● **Document text**
-*-*-

The genedise project aims at finding druggable genes for a specific disease based on previously essayed targets. Whether these targets were successful or not is not the primary concern - the fact that there was enough evidence to try them is enough for us. In this way, we aim at mimicking the time-consuming task of proposing new reasonable targets.

The suggestion of new disease genes uses data from OpenTargets as seed gene lists and the STRING protein-protein interaction network to infer new genes.

The project is almost entirely coded using R. Some Matlab code has been necessary to include state of the art approaches.

Structure

The files and directories of this project are proceded by a number that indicates the chronological order of their execution. Scripts are stored in Rmd files. Their outputs are saved in folders sharing their prefix. The most relevant prefixes are:

  • 2X_: analysis on the STRING network
  • 4X_: analysis on the OmniPath network
  • 6X_: plots and models combining both networks (depends on the execution of the 2X an 4X scripts)

Reproducibility

Metadata files

The output of sessionInfo() is always stored in the directory 00_metadata to keep track of the package versions.

Configuration files

There are configuration files, such as 03_config.R, that contain a comprehensive amount of parameters, paths and file names. Generally, these parameters are sourced instead of being hardcoded in the scripts.

Package management

The project has package version control through packrat to ease portability between machines.

External files

Almost all the files in the project are included in the git repository at the moment. Exceptions:

  • STRING database files
  • Network kernel(s)

The route of these files (Sergi's machines) can be found in the config files.

Other

There are several set.seed calls throughout the code. Intermediate results are saved when the space required is not prohibitive.

Workflow

Data preprocessing

  • Check OpenTargets data sanity
  • Choose network: compromise between coverage and size
  • Compute and store graph kernel on chosen network
  • Save cleaned data, mapped to the network of choice

Topology analysis

  • Characterisation of disease genes in terms of network properties
  • Within-disease study
  • Between-disease study

Performance

  1. Load configuration files

  2. Load dataset

  3. Load network data

  4. Build CV folds

  5. Define functions for prediction

  6. Define performance metrics

  7. For each disease,input_type,fold

    1. Define train and validation
    2. Predict for every method using train
    3. Compute performance metrics
    4. Write to disk
  8. Plot metrics

  9. Build statistical models for comparing methods

System requirements

Hardware

The runs have been executed on the following hardware from the UPC:

Code profiling

Running the script is barely possible with 16GB of RAM. We recommend using 32GB to avoid spikes with swapping.

-*-*-

(Phrase grounding material)

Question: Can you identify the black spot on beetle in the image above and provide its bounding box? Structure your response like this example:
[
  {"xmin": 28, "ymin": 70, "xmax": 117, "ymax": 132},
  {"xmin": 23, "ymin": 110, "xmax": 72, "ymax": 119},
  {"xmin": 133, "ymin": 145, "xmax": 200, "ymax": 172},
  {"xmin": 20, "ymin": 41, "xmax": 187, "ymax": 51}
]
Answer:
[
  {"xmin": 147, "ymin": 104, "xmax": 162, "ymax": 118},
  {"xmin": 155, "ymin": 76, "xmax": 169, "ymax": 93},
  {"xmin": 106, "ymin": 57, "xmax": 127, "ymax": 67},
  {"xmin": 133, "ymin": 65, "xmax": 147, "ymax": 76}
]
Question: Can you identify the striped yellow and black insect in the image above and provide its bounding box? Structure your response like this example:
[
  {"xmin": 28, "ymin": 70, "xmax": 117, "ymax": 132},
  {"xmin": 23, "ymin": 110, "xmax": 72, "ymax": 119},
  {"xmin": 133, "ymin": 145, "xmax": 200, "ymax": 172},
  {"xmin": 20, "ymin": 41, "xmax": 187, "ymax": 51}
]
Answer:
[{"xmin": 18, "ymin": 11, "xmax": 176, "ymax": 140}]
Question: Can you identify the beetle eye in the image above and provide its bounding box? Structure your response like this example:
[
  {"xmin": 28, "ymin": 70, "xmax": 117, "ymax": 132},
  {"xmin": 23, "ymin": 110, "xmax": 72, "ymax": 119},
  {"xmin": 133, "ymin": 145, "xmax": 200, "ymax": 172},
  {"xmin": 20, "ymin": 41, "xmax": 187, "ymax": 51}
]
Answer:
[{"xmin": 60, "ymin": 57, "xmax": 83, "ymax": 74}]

-*-*-

● **Task instructions**
- A) Answer these from the genedise project description:
(i) Which interaction network is used together with OpenTargets seed gene lists to infer new genes?
(ii) In which directory is the output of sessionInfo() always stored?
(iii) How much RAM is recommended for running the script?
- B) Translate this sentence from the genedise project description into Spanish: "The project has package version control through packrat to ease portability between machines."
- C) Rename "folders" to "directories" in the genedise project description, and write out everything from "The files and" down to "the package versions." with that change.
This material was taken from a different source than the genedise project description.

● **Answers to the problems**
- A)
(i) The STRING protein-protein interaction network.
(ii) 00_metadata.
(iii) 32GB.

- B) El proyecto cuenta con control de versiones de paquetes mediante packrat para facilitar la portabilidad entre máquinas.

- C)
The files and directories of this project are proceded by a number that indicates the chronological order of their execution. Scripts are stored in Rmd files. Their outputs are saved in directories sharing their prefix. The most relevant prefixes are:

  • 2X_: analysis on the STRING network
  • 4X_: analysis on the OmniPath network
  • 6X_: plots and models combining both networks (depends on the execution of the 2X an 4X scripts)

Reproducibility

Metadata files

The output of sessionInfo() is always stored in the directory 00_metadata to keep track of the package versions.